> _DO THIS_
Please copy the listing below with every "coordinates" replaced by "bounding box" and nothing else changed. Leave the pictures out.
— START OF PROVIDED DATA —
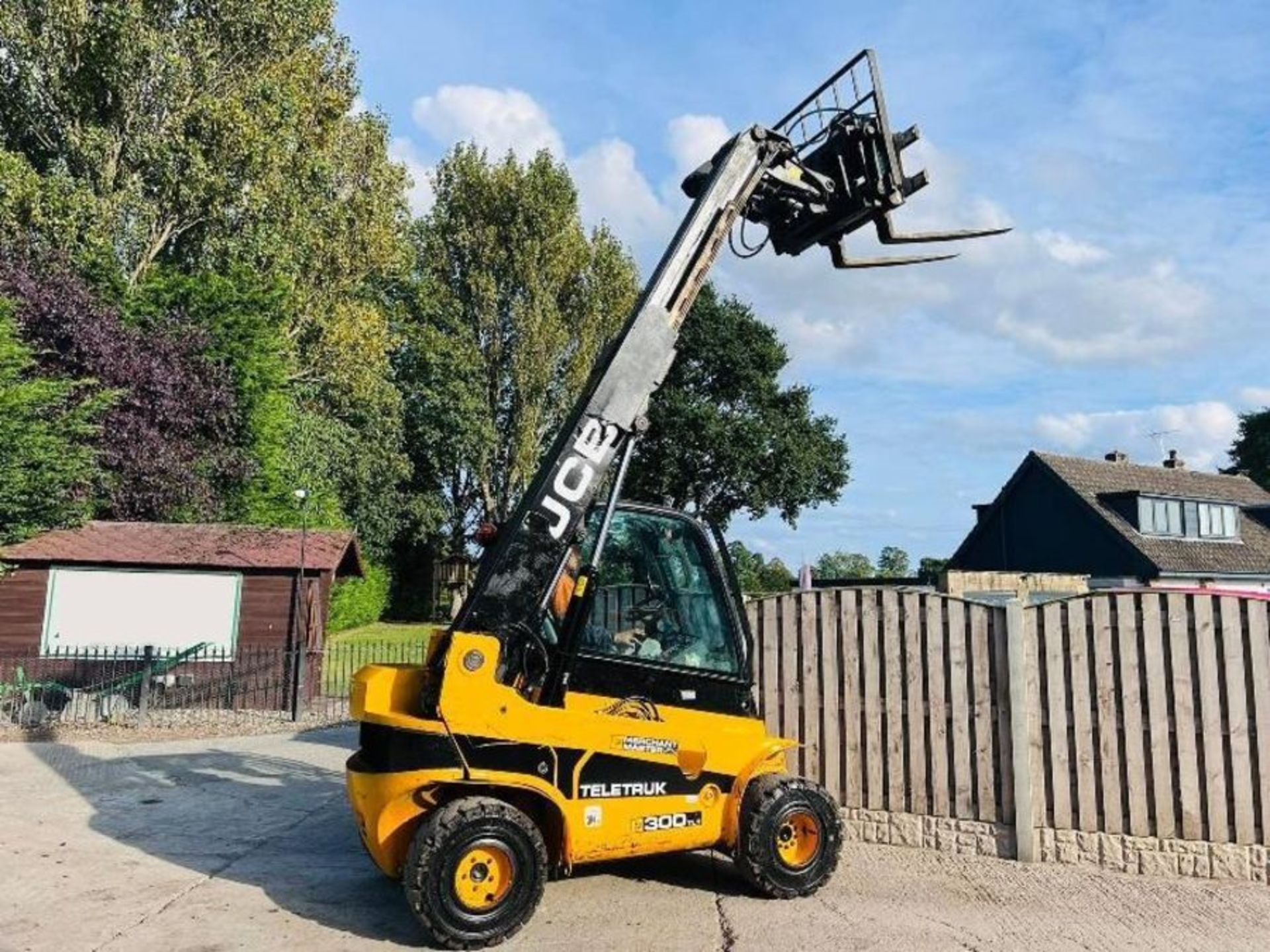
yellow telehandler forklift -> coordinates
[348,51,999,948]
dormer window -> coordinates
[1138,496,1183,536]
[1138,496,1240,539]
[1199,502,1240,538]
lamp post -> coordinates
[291,489,309,721]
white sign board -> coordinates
[42,569,243,654]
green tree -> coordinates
[0,0,415,566]
[728,539,794,595]
[625,284,849,526]
[758,556,795,592]
[0,298,113,542]
[812,548,874,579]
[878,546,910,579]
[1223,407,1270,489]
[917,556,949,584]
[398,145,636,548]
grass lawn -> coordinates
[321,622,446,697]
[326,622,446,647]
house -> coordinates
[949,452,1270,592]
[0,522,363,656]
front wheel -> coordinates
[402,797,548,948]
[736,773,842,898]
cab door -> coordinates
[570,504,754,716]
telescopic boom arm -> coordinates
[453,50,1006,692]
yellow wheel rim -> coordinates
[454,842,516,912]
[776,810,820,869]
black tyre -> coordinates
[736,773,842,898]
[402,797,548,948]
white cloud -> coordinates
[569,138,672,241]
[389,136,435,214]
[665,114,732,178]
[1037,400,1240,469]
[1034,229,1111,265]
[410,87,564,159]
[1240,387,1270,407]
[403,87,673,245]
[720,136,1212,378]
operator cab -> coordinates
[528,502,754,715]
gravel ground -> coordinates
[0,727,1270,952]
[0,709,349,744]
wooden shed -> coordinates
[0,522,363,655]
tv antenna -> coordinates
[1147,429,1181,456]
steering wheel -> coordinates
[626,594,669,625]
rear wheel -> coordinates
[402,797,548,948]
[737,774,842,898]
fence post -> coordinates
[137,645,155,727]
[1006,598,1038,863]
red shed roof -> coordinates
[0,522,362,575]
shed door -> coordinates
[42,567,243,653]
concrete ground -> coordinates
[0,729,1270,952]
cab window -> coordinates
[580,509,740,674]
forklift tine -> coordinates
[874,212,1013,245]
[829,241,956,268]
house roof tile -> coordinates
[1034,453,1270,575]
[0,522,362,575]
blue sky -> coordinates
[339,0,1270,565]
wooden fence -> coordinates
[748,588,1013,822]
[748,588,1270,844]
[1024,592,1270,844]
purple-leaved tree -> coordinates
[0,251,249,520]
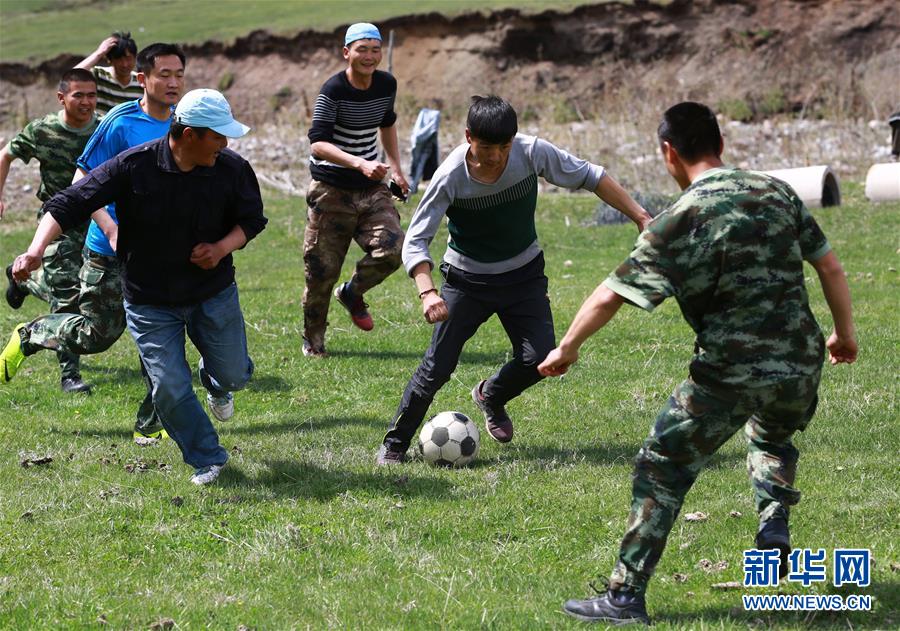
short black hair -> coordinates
[656,101,722,162]
[57,68,97,94]
[137,42,186,75]
[106,31,137,60]
[169,118,209,140]
[466,94,519,145]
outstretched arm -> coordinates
[538,285,625,377]
[381,125,409,195]
[811,252,859,364]
[75,36,118,70]
[594,173,653,232]
[13,213,62,282]
[0,143,16,219]
[191,226,247,269]
[309,140,390,182]
[411,261,450,324]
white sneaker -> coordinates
[191,464,225,486]
[206,392,234,421]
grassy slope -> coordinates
[0,183,900,629]
[0,0,604,61]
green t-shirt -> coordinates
[9,111,97,202]
[604,168,831,387]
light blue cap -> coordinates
[344,22,381,46]
[175,88,250,138]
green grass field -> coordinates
[0,187,900,629]
[0,0,596,61]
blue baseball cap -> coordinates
[344,22,381,46]
[175,88,250,138]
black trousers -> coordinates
[384,254,556,451]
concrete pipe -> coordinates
[764,165,841,208]
[866,162,900,202]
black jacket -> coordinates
[44,136,267,306]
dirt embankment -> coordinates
[0,0,900,124]
[0,0,900,222]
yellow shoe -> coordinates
[0,322,25,383]
[133,429,169,447]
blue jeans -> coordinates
[125,284,253,468]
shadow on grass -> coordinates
[219,460,454,501]
[482,442,745,475]
[328,348,507,368]
[247,372,293,392]
[225,416,388,434]
[76,414,388,440]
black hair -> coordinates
[57,68,97,94]
[106,31,137,61]
[466,94,519,145]
[169,118,209,140]
[656,101,722,162]
[137,43,186,75]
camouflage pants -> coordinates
[610,373,819,592]
[303,181,404,345]
[24,250,125,355]
[19,220,87,379]
[22,250,162,434]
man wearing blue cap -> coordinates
[3,89,266,484]
[0,42,185,445]
[303,22,409,357]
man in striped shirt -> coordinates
[76,31,144,116]
[303,23,409,357]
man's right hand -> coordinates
[359,160,390,182]
[95,35,119,55]
[422,291,450,324]
[13,252,41,283]
[825,332,859,366]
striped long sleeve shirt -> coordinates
[309,70,397,190]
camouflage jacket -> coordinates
[9,111,97,202]
[604,168,831,387]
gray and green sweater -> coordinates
[403,134,605,274]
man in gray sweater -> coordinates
[377,96,651,465]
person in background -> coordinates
[0,68,97,392]
[75,31,144,117]
[6,89,266,485]
[303,23,409,357]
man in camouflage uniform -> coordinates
[0,43,185,445]
[303,23,409,357]
[0,68,97,392]
[539,103,857,623]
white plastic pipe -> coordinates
[764,165,841,208]
[866,162,900,202]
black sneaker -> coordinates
[472,381,512,443]
[563,589,650,626]
[6,265,28,309]
[375,445,406,466]
[756,513,791,578]
[59,375,91,394]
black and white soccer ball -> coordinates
[419,412,481,467]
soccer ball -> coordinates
[419,412,480,467]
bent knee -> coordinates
[210,360,254,392]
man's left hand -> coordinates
[191,243,226,269]
[391,169,409,197]
[13,252,41,283]
[538,347,578,377]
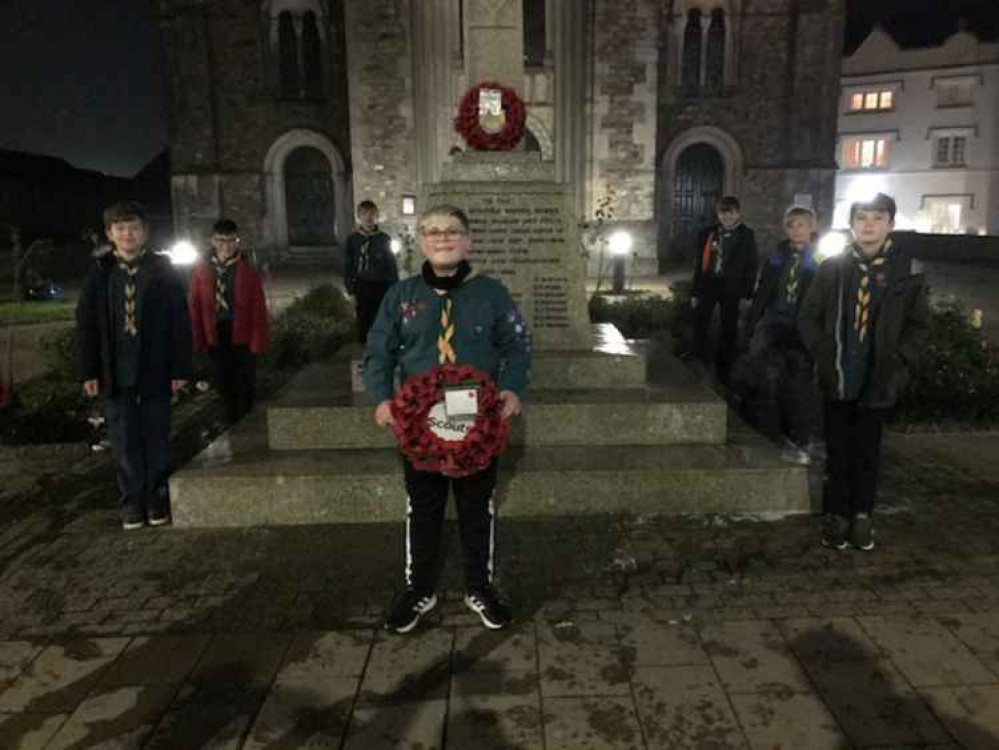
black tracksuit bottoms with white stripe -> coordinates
[403,459,497,593]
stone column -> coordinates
[464,0,524,96]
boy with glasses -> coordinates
[343,201,399,344]
[364,205,531,633]
[190,219,268,424]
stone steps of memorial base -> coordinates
[267,387,727,450]
[170,429,810,527]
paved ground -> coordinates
[0,262,999,750]
[0,390,999,750]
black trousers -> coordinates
— END OF PROVIDED DATA —
> _EXERCISE RESPONSE_
yellow telehandler forklift -> bounding box
[348,51,999,948]
dormer window -> bounding box
[1138,496,1183,536]
[1138,496,1240,539]
[1199,502,1240,538]
lamp post -> bounding box
[291,489,309,721]
white sign board -> bounding box
[42,569,243,654]
green tree -> bounding box
[0,0,415,566]
[728,539,794,595]
[625,284,849,526]
[758,556,795,592]
[0,298,113,542]
[812,548,874,579]
[878,546,910,579]
[1223,407,1270,489]
[917,556,949,584]
[398,145,636,548]
grass lawn -> bounding box
[321,622,446,697]
[326,622,446,647]
house -> bounding box
[949,452,1270,592]
[0,522,363,656]
front wheel -> bounding box
[402,797,548,948]
[736,773,842,898]
cab door -> bounding box
[570,504,754,716]
telescopic boom arm -> bounding box
[453,50,1006,692]
yellow wheel rim -> bounding box
[454,842,516,912]
[776,810,820,869]
black tyre -> bounding box
[736,773,842,898]
[402,797,548,948]
white cloud -> bounding box
[569,138,672,241]
[389,136,435,214]
[665,114,732,178]
[1037,400,1240,469]
[1034,229,1111,265]
[410,87,564,159]
[1240,387,1270,407]
[403,87,673,245]
[720,136,1212,378]
operator cab -> bounding box
[528,502,754,715]
gravel ground -> bounding box
[0,727,1270,952]
[0,709,349,744]
wooden shed -> bounding box
[0,522,363,655]
tv antenna -> bounding box
[1147,429,1181,456]
steering wheel -> bounding box
[626,594,669,625]
rear wheel -> bounding box
[402,797,548,948]
[737,774,842,898]
fence post -> bounding box
[137,645,155,727]
[1006,598,1038,863]
red shed roof -> bounding box
[0,522,362,575]
shed door -> bounding box
[42,567,243,653]
concrete ground -> bounding box
[0,729,1270,952]
cab window -> bounding box
[580,509,740,674]
forklift tine -> bounding box
[874,212,1013,245]
[829,241,956,268]
house roof tile -> bounding box
[1034,453,1270,575]
[0,522,362,575]
blue sky -> bounding box
[339,0,1270,565]
wooden fence -> bounding box
[748,588,1013,822]
[748,588,1270,844]
[1024,592,1270,844]
purple-leaved tree -> bounding box
[0,251,249,520]
short black hair -> bounding box
[656,101,722,162]
[57,68,97,94]
[137,42,186,75]
[106,31,137,60]
[169,118,209,140]
[466,94,519,145]
outstretched arm -> bounding box
[538,285,625,377]
[381,125,409,195]
[811,252,859,364]
[75,36,118,70]
[594,173,653,232]
[13,213,62,282]
[0,143,16,219]
[191,226,247,269]
[309,140,390,182]
[411,261,450,324]
white sneaker -> bounding box
[191,464,225,486]
[206,392,234,421]
grassy slope -> bounding box
[0,183,900,629]
[0,0,604,61]
green t-shirt -> bounding box
[9,111,97,202]
[604,168,831,387]
light blue cap -> bounding box
[344,22,381,46]
[175,88,250,138]
green grass field -> bounding box
[0,187,900,629]
[0,0,596,61]
blue baseball cap -> bounding box
[344,22,381,46]
[175,88,250,138]
black trousers -> bounding box
[384,254,556,451]
concrete pipe -> bounding box
[764,165,841,208]
[866,162,900,202]
black jacket -> bounding box
[44,136,267,306]
dirt embankment -> bounding box
[0,0,900,124]
[0,0,900,222]
yellow shoe -> bounding box
[0,322,25,383]
[133,429,169,447]
blue jeans -> bounding box
[125,284,253,468]
shadow on grass -> bounding box
[219,460,454,501]
[482,442,745,475]
[328,348,507,368]
[247,372,293,392]
[225,416,388,434]
[76,414,388,440]
black hair -> bounding box
[57,68,97,94]
[106,31,137,61]
[466,94,519,145]
[169,118,209,140]
[656,101,722,162]
[137,43,186,75]
camouflage pants -> bounding box
[610,373,819,592]
[303,181,404,345]
[24,250,125,355]
[19,220,87,379]
[22,250,162,434]
man wearing blue cap -> bounding box
[3,89,266,484]
[0,42,185,445]
[303,22,409,357]
man in striped shirt -> bounding box
[76,31,144,116]
[303,23,409,357]
man's right hand -> bounding box
[359,160,390,182]
[95,35,119,55]
[422,291,450,324]
[13,252,41,283]
[825,332,859,366]
striped long sleeve shirt -> bounding box
[309,70,397,190]
camouflage jacket -> bounding box
[9,111,97,202]
[604,168,831,387]
gray and green sweater -> bounding box
[403,134,605,274]
man in gray sweater -> bounding box
[377,96,651,465]
person in background -> bounding box
[0,68,97,392]
[75,31,144,117]
[6,89,266,485]
[303,23,409,357]
man in camouflage uniform -> bounding box
[0,43,185,445]
[303,23,409,357]
[0,68,97,392]
[539,103,857,623]
white plastic pipe -> bounding box
[764,165,841,208]
[866,162,900,202]
black sneaker -> bounding box
[472,381,512,443]
[563,589,650,626]
[6,265,28,309]
[375,445,406,466]
[756,513,791,578]
[59,375,91,394]
black and white soccer ball -> bounding box
[419,412,481,467]
soccer ball -> bounding box
[419,412,480,467]
bent knee -> bounding box
[210,360,254,392]
man's left hand -> bounding box
[191,243,226,269]
[391,169,409,197]
[13,252,41,283]
[538,347,578,377]
black tracksuit bottoms with white stripe -> bounding box
[403,459,497,593]
stone column -> bounding box
[464,0,524,96]
boy with glasses -> bounding box
[343,201,399,344]
[364,205,531,633]
[190,219,268,424]
stone steps of memorial base -> bounding box
[267,387,727,450]
[170,429,810,527]
paved ground -> bounding box
[0,262,999,750]
[0,390,999,750]
black trousers -> bounding box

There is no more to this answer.